◆ Consignes
1. Recopiez le passage de l’extrait sur les radars de vitesse, de "Petit rappel des" à "Docteur en Droit.".
2. Pour chacune des affirmations suivantes sur l’extrait sur les radars de vitesse, répondez par oui ou par non en citant les mots du texte qui tranchent. (a) Les marges d’erreur technique sont présentées comme un cadeau fait aux conducteurs. (b) Une marge d’erreur technique peut être défavorable au conducteur. (c) Les marges d’erreur technique sont les mêmes quel que soit le type de radar.

---------- Extrait du document

Petit rappel des règles en matière de marges d’erreur technique applicables aux radars de contrôle de vitesse à l’occasion d’un récent arrêt rendu par la chambre criminelle de la Cour de cassation le 1er octobre 2024. Toutes les explications de Maître Jean-Baptiste le Dall, Avocat à la Cour, Docteur en Droit.
Radar de vitesse : des marges d’erreur et non pas de tolérance
On insistera sur le fait que l’on parle bien de marges d’erreur technique et non pas de marges de tolérance. Il ne s’agit pas de faire un cadeau aux conducteurs en infraction mais bien de prendre en compte de très légères approximations ou très légères défaillances du cinémomètre (le seul cadeau fait récemment aux conducteurs concerne en réalité la suppression du retrait de points pour les excès de vitesse inférieurs à 5 km/h au-delà de la limitation de vitesse).
On ne pourra que se féliciter de l’application de ces marges d’erreur technique lorsque l’on se rappelle qu’à 1 km/h près, le conducteur sera en infraction ou pas, risquera de perdre un point de permis ou pas, risquera de perdre son permis de conduire ou pas…
Mais attention, une marge d’erreur technique peut jouer dans les deux sens. Dans certains cas elle sera favorable au conducteur et lui permettra d’éviter le flash pour 2 ou 3 km/h de trop. Mais parfois la marge d’erreur technique s’avérera défavorable au conducteur.
On alertera, ainsi, l’attention des conducteurs qui aiment flirter avec les limites de vitesse en réglant le régulateur un peu plus haut que la vitesse autorisée en comptant sur les marges d’erreurs du compteur kilométrique du véhicule et surtout sur la marge d’erreur technique du radar. Dans certains cas, le radar de vitesse peut enregistrer une vitesse faussement plus élevée de 2 ou 3 km/h qui peuvent faire basculer le conducteur dans l’infraction…
Des marges d’erreur technique qui varient en fonction du type de radar
Les marges d’erreur technique sont strictement encadrées par l’Arrêté du 4 juin 2009 relatif aux cinémomètres de contrôle routier. Les marges d’erreur techniques vont différer en fonction du type de cinémomètre de contrôle routier utilisé.

--------------------
---------- Fiches de données

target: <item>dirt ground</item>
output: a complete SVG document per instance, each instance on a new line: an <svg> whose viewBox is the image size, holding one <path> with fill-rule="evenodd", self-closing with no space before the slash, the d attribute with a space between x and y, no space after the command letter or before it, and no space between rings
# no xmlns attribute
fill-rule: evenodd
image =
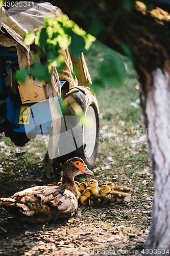
<svg viewBox="0 0 170 256"><path fill-rule="evenodd" d="M112 223L109 228L100 227L98 222L86 220L87 211L88 208L83 214L83 221L72 218L43 226L19 223L2 210L1 226L6 232L0 230L0 254L142 255L148 230L137 234L124 233L122 230L125 226L119 225L119 221ZM109 221L104 217L104 222L106 220Z"/></svg>
<svg viewBox="0 0 170 256"><path fill-rule="evenodd" d="M13 190L23 189L28 187L29 182L33 184L34 180L38 185L50 181L44 176L22 176L11 181L5 179L1 183L0 196L5 193L9 196ZM132 200L93 208L80 205L72 218L45 225L19 223L1 208L0 254L142 255L148 227L143 223L143 229L139 230L133 221L128 221L128 212L134 208L134 204Z"/></svg>

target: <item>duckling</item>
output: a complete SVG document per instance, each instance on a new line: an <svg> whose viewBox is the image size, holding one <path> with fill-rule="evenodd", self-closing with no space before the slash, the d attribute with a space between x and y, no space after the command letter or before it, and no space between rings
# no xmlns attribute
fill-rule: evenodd
<svg viewBox="0 0 170 256"><path fill-rule="evenodd" d="M123 202L126 197L130 197L131 194L116 190L112 190L110 192L109 196L110 202L117 202L120 203L120 202Z"/></svg>
<svg viewBox="0 0 170 256"><path fill-rule="evenodd" d="M0 198L0 207L15 214L19 221L46 223L72 217L78 206L78 193L74 177L93 173L79 157L69 159L62 171L59 186L36 186Z"/></svg>
<svg viewBox="0 0 170 256"><path fill-rule="evenodd" d="M90 206L101 206L105 204L110 199L109 195L106 196L97 195L92 196L92 191L90 189L85 189L80 198L82 204Z"/></svg>
<svg viewBox="0 0 170 256"><path fill-rule="evenodd" d="M109 186L111 190L116 190L124 193L131 193L131 195L134 195L133 187L128 187L126 186L115 186L113 182L108 182L106 184Z"/></svg>
<svg viewBox="0 0 170 256"><path fill-rule="evenodd" d="M79 199L80 199L81 195L83 193L83 191L87 188L87 184L86 182L81 182L78 186L78 194L79 194Z"/></svg>
<svg viewBox="0 0 170 256"><path fill-rule="evenodd" d="M102 197L106 197L106 196L107 196L110 192L110 187L106 185L102 186L100 190L99 191L99 195Z"/></svg>
<svg viewBox="0 0 170 256"><path fill-rule="evenodd" d="M89 180L87 188L91 190L92 196L99 195L99 191L100 188L98 187L98 182L96 180Z"/></svg>
<svg viewBox="0 0 170 256"><path fill-rule="evenodd" d="M86 189L83 191L80 197L80 202L83 205L88 206L88 199L91 196L92 192L90 189Z"/></svg>
<svg viewBox="0 0 170 256"><path fill-rule="evenodd" d="M75 184L77 187L78 187L79 185L80 185L80 182L77 181L77 180L75 181Z"/></svg>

--------------------

◆ Réponses attendues
1.
Petit rappel des règles en matière de marges d’erreur technique applicables aux radars de contrôle de vitesse à l’occasion d’un récent arrêt rendu par la chambre criminelle de la Cour de cassation le 1er octobre 2024. Toutes les explications de Maître Jean-Baptiste le Dall, Avocat à la Cour, Docteur en Droit.

2.
(a) Non : « Il ne s’agit pas de faire un cadeau aux conducteurs en infraction ».
(b) Oui : « parfois la marge d’erreur technique s’avérera défavorable au conducteur ».
(c) Non : « Les marges d’erreur techniques vont différer en fonction du type de cinémomètre de contrôle routier utilisé ».